# TEXTE À LIRE
L'HYPERPHYSICALITÉ À LA RESCOUSSE ?
Après le FOMO (fear-of-missing-out), le JOMO (joy-of-missingout), on parle maintenant du FOGO (fear-of-going-out). Le nouveau défi ? Rendre le réel sexy pour ces casaniers maladifs.
Délaisser votre pyjama en velours pour affronter le monde extérieur est devenu mission impossible ? Vous troquez de plus en plus vos escapades nocturnes contre des soirées cocooning ? Vous avez peut-être chopé le FOGO (fear-of-going-out), le nouveau mal de la décennie, dont atteste l'inquiétant boom des ventes de charentaises (+20 % en deux ans). Le Covid étant passé par là, nous sommes plus que jamais happés par les écrans et le confort de nos intérieurs, à tel point que le monde extérieur semble perdre en sex-appeal chez les esprits les moins imaginatifs, et les plus flemmards. Mais tous n'aspirent pas au confinement intra-métavers ad vitam aeternam. La contre-attaque de la-vie-la-vraie est même déjà en place grâce au concept d'hyperphysicalité. Quésaco ? Le terme a été emprunté au monde de la danse par le designer et architecte britannique Thomas Heatherwick, qui l'utilise comme ligne directrice dans toutes ses créations. L'idée ? Imaginer des espaces si exaltants qu'ils inciteront les gens à sortir de chez eux à nouveau. Le studio Heatherwick invoque des neuroscientifiques et tout un tas de spécialistes pour donner naissance à des créations uniques. À l'image de Little Island à New York, un îlot suspendu situé entre Disneyland et le pays imaginaire, pensé pour « laisser la ville derrière soi. » Cette nécessaire hyperphysicalité ravit déjà tous les détracteurs du minimalisme, mais aussi les anti-Fortnite.

# EXTRAITS DES ITEMS
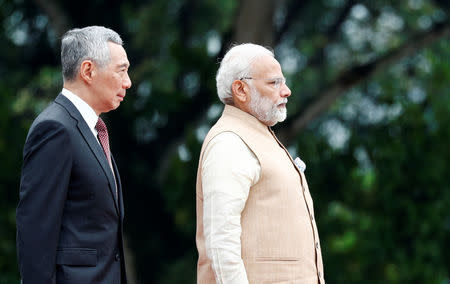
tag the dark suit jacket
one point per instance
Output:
(69, 221)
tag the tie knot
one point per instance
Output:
(100, 126)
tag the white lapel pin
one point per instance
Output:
(300, 164)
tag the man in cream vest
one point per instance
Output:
(255, 217)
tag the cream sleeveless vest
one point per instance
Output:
(280, 242)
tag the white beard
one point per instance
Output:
(265, 110)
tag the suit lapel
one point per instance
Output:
(93, 143)
(119, 187)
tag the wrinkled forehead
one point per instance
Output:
(266, 67)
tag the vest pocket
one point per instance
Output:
(284, 258)
(76, 256)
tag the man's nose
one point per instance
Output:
(127, 82)
(285, 91)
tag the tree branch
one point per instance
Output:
(57, 18)
(255, 22)
(331, 34)
(356, 75)
(294, 9)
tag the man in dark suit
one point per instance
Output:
(70, 213)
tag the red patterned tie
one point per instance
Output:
(104, 141)
(103, 138)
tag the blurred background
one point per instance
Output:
(369, 114)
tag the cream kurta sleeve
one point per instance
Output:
(229, 169)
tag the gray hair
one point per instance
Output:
(89, 43)
(236, 64)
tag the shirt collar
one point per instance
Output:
(85, 110)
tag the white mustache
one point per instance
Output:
(283, 101)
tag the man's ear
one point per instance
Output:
(241, 92)
(87, 71)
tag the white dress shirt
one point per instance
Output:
(229, 169)
(86, 111)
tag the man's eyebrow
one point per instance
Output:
(124, 65)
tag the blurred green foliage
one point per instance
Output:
(377, 160)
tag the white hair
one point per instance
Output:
(86, 43)
(236, 64)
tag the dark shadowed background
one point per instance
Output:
(369, 114)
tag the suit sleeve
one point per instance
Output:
(47, 162)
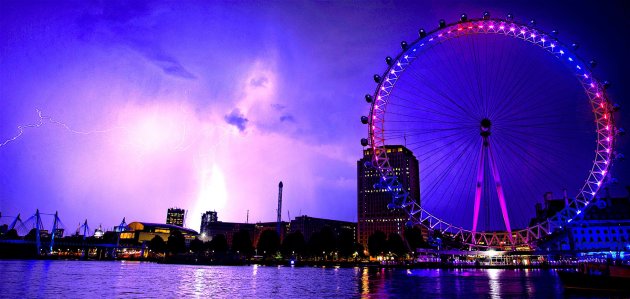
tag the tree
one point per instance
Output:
(413, 236)
(268, 243)
(11, 235)
(314, 246)
(176, 242)
(31, 236)
(396, 245)
(345, 243)
(219, 244)
(329, 241)
(197, 246)
(241, 243)
(377, 243)
(293, 243)
(157, 244)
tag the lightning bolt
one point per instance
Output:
(43, 119)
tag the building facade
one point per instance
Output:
(373, 213)
(603, 230)
(310, 225)
(175, 216)
(141, 232)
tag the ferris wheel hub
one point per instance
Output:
(485, 127)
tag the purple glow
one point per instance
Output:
(199, 109)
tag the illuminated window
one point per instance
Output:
(126, 235)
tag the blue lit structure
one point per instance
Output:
(437, 106)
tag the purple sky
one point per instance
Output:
(207, 105)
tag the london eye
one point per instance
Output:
(498, 113)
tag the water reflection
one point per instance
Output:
(493, 282)
(131, 280)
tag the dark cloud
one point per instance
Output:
(123, 22)
(169, 64)
(237, 119)
(259, 82)
(278, 107)
(287, 118)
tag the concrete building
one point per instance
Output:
(140, 232)
(373, 213)
(175, 216)
(602, 231)
(211, 226)
(309, 225)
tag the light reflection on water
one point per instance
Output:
(80, 279)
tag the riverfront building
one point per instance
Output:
(175, 216)
(310, 225)
(140, 232)
(373, 213)
(603, 230)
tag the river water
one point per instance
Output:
(121, 279)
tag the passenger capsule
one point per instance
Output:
(364, 142)
(616, 107)
(404, 45)
(377, 78)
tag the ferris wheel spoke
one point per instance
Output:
(546, 153)
(422, 109)
(417, 94)
(442, 94)
(432, 168)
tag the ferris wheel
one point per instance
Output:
(498, 113)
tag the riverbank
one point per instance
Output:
(189, 260)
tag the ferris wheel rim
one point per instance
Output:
(593, 88)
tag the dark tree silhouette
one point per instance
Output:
(293, 243)
(345, 243)
(268, 243)
(219, 244)
(396, 245)
(413, 236)
(176, 242)
(377, 243)
(314, 246)
(242, 243)
(197, 246)
(329, 241)
(157, 244)
(11, 235)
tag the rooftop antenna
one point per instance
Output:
(279, 208)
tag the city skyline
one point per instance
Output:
(181, 113)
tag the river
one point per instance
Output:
(122, 279)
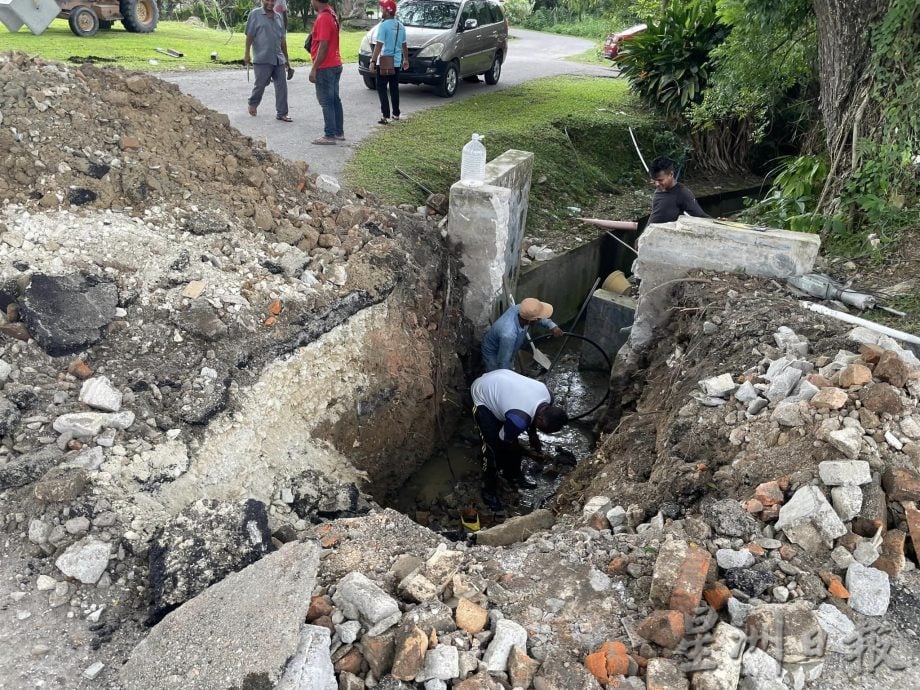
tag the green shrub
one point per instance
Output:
(791, 202)
(668, 64)
(518, 11)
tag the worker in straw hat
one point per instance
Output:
(508, 333)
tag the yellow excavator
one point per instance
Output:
(86, 17)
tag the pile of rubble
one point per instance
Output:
(187, 320)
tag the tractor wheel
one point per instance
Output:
(83, 21)
(139, 16)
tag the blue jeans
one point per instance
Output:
(327, 93)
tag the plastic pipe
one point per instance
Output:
(855, 320)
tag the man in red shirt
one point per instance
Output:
(327, 71)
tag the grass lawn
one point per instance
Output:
(135, 51)
(575, 126)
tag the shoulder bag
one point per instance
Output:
(387, 64)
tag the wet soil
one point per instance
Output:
(450, 481)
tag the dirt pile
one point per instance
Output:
(186, 316)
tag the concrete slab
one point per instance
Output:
(607, 314)
(489, 221)
(669, 251)
(35, 14)
(706, 243)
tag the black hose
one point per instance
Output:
(603, 354)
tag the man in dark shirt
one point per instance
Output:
(671, 198)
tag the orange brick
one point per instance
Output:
(828, 577)
(617, 658)
(330, 540)
(892, 559)
(688, 586)
(837, 589)
(717, 595)
(755, 549)
(598, 521)
(871, 353)
(769, 494)
(596, 663)
(80, 369)
(319, 606)
(351, 662)
(786, 552)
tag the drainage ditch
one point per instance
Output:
(444, 493)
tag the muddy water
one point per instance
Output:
(451, 480)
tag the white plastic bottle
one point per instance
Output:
(473, 162)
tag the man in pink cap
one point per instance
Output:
(391, 54)
(327, 71)
(505, 338)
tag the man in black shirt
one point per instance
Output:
(671, 198)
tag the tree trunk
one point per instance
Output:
(843, 28)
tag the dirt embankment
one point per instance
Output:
(187, 316)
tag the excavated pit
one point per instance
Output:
(449, 483)
(278, 341)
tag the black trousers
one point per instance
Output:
(390, 82)
(497, 455)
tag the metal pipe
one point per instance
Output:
(612, 224)
(635, 143)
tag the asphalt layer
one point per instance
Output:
(531, 55)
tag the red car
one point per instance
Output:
(612, 44)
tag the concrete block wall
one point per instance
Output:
(606, 315)
(489, 221)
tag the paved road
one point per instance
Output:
(530, 55)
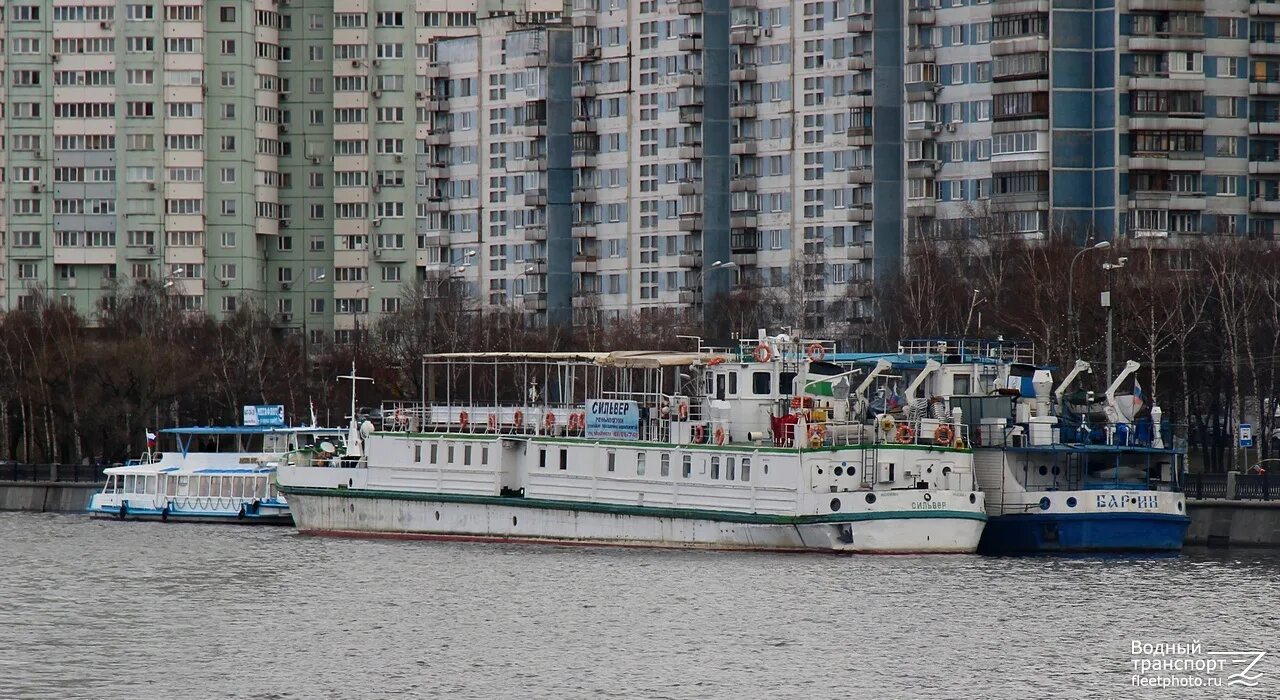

# CONSIGNE 1
Condensez en liste le paragraphe de l'article sur l'hyperphysicalité qui débute par « Délaisser votre pyjama en velours ». Gardez-en les faits essentiels.
# CONSIGNE 2
Transcrivez fidèlement le passage de l'article sur l'hyperphysicalité qui s'ouvre sur les mots contenant "Après le FOMO" et se clôt sur "ces casaniers maladifs.".

# RÉPONSE 1
- Beaucoup peinent à sortir de chez eux et préfèrent les soirées cocooning. C'est le FOGO (fear-of-going-out), nouveau mal de la décennie.
- Les ventes de charentaises ont augmenté de 20 % en deux ans.
- Depuis le Covid, les écrans et le confort des intérieurs font perdre au monde extérieur de son attrait.
- La riposte est l'hyperphysicalité, un terme que le designer et architecte britannique Thomas Heatherwick a emprunté à la danse. Il en fait la ligne directrice de toutes ses créations.
- L'idée est d'imaginer des espaces assez exaltants pour inciter les gens à ressortir.
- Le studio Heatherwick fait appel à des neuroscientifiques et à d'autres spécialistes.
- Exemple : Little Island à New York, un îlot suspendu pensé pour « laisser la ville derrière soi ».
- Le concept séduit les détracteurs du minimalisme et les anti-Fortnite.

# RÉPONSE 2
Après le FOMO (fear-of-missing-out), le JOMO (joy-of-missingout), on parle maintenant du FOGO (fear-of-going-out). Le nouveau défi ? Rendre le réel sexy pour ces casaniers maladifs.